[Texte à lire]
Sixième rapport du comité--Suite du débat

3 octobre 2024


L’honorable Diane Bellemare [ - ]

Chers collègues, j’aimerais d’abord profiter de cette occasion pour remercier tous les sénateurs, les greffiers, les analystes de la Bibliothèque du Parlement, les interprètes, les pages et tous les autres membres du personnel qui ont participé aux travaux du Comité du Règlement, de la procédure et des droits du Parlement, que j’ai eu le privilège et l’honneur de présider depuis décembre 2021. Je céderai le flambeau à la sénatrice Audette, nouvelle présidente élue qui prendra le relais lorsque je quitterai le Sénat.

Comme vous le savez, les sénateurs s’acquittent de leurs responsabilités constitutionnelles à la Chambre et dans les comités. C’est en comité que s’effectue l’étude détaillée des projets de loi déposés par le gouvernement, les sénateurs et les députés. En comité, les sénateurs font également des études spéciales qui peuvent s’étaler sur quelques années et d’autres sur quelques mois. La plupart des sénateurs aiment beaucoup le travail de comité, qui s’effectue généralement dans une atmosphère détendue.

Afin de raccourcir mon discours, je me permettrai de faire référence aux comités permanents du Sénat en utilisant leur appellation familière plutôt que leur nom officiel.

[Enregistrements tirés d'un jeu de données]
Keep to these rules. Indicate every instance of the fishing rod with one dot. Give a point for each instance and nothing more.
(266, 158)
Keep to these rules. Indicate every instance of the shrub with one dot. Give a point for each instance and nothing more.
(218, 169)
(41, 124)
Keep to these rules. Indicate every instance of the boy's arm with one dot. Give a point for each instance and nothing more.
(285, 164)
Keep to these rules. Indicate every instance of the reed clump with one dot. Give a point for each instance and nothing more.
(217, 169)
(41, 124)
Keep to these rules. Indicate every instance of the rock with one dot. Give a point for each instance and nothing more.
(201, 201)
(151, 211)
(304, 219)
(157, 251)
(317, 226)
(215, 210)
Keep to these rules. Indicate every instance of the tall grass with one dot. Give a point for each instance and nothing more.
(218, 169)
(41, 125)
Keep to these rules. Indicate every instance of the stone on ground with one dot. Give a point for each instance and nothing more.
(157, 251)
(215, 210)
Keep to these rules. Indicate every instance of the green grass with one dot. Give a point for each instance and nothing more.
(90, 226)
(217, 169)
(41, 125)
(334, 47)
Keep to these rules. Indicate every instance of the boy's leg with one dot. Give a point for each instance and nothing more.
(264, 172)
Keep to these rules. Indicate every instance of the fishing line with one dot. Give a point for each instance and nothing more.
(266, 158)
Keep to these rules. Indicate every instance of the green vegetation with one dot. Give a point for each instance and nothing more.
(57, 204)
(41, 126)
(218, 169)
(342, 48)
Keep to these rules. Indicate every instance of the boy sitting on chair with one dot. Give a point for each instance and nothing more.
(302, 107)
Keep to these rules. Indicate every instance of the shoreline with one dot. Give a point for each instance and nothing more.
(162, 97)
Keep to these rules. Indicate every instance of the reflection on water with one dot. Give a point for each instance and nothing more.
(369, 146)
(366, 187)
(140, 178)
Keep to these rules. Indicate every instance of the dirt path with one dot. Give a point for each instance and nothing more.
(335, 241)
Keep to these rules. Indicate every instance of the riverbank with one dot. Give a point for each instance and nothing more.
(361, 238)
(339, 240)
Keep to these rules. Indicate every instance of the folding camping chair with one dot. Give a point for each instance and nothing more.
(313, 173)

[Consignes]
1. Énumérez toutes les personnes ou catégories de personnes que Diane Bellemare remercie au début de son discours sur le sixième rapport du comité.
2. Indiquez si chacune des affirmations suivantes concorde avec le discours de Diane Bellemare sur le sixième rapport du comité, en citant les mots du discours qui permettent de trancher.
(a) Diane Bellemare préside le Comité du Règlement, de la procédure et des droits du Parlement depuis décembre 2021.
(b) L'étude détaillée des projets de loi s'effectue à la Chambre.
(c) La sénatrice Audette a été élue nouvelle présidente.
3. Poursuivez le discours de Diane Bellemare sur le sixième rapport du comité à partir de sa dernière phrase.
Le matériel ci-dessus n'est pas nécessaire.

[Réponses ordonnées]
1.
- les sénateurs
- les greffiers
- les analystes de la Bibliothèque du Parlement
- les interprètes
- les pages
- tous les autres membres du personnel

2.
(a) Oui : « que j’ai eu le privilège et l’honneur de présider depuis décembre 2021 ».
(b) Non : « C’est en comité que s’effectue l’étude détaillée des projets de loi ».
(c) Oui : « Je céderai le flambeau à la sénatrice Audette, nouvelle présidente élue ».

3.
Aujourd’hui, on compte 18 comités sénatoriaux permanents. Cinq sont de nature administrative et procédurale, comme le Comité de la régie interne, le Comité du Règlement, le Comité sur l’éthique, le Comité de l’audit et le Comité de sélection. Les 13 autres comités, je les qualifierais de « thématiques », parce qu’ils traitent d’un thème, comme les affaires sociales, ou d’un secteur, comme celui du transport et des communications. Ces 13 comités permanents « thématiques » se partagent l’étude de projets de loi et procèdent à des études spéciales.

Le Règlement prévoit aussi la possibilité de créer des comités spéciaux à durée limitée et des comités législatifs.

Les sénateurs siègent aussi à des comités mixtes permanents et à d’autres comités temporaires.

Précisons que les études spéciales entreprises par les comités ne sont pas des travaux de recherche académique. Elles s’appuient sur l’offre de connaissances existantes qui proviennent des milieux académiques, scientifiques, associatifs et institutionnels. Elles visent à identifier des avenues de politiques publiques pouvant améliorer le bien-être des Canadiens.

La structure et les mandats des comités permanents du Sénat n’ont pas été modifiés depuis 2002, et c’était d’ailleurs l’objet du sixième rapport : faire état de la première étape d’une nouvelle étude concernant la structure et le mandat des comités.

Le sixième rapport résume les témoignages entendus lors d’une étude spéciale entreprise au début de 2023, visant à proposer des changements de fond aux mandats des 13 comités thématiques, afin de toujours mieux répondre aux préoccupations des Canadiens.

Il fait suite au troisième rapport du comité, qui proposait des changements stylistiques et mineurs à l’article 12-7 du Règlement, afin d’harmoniser la description des mandats des comités. Ce rapport a été adopté le 12 mai 2023.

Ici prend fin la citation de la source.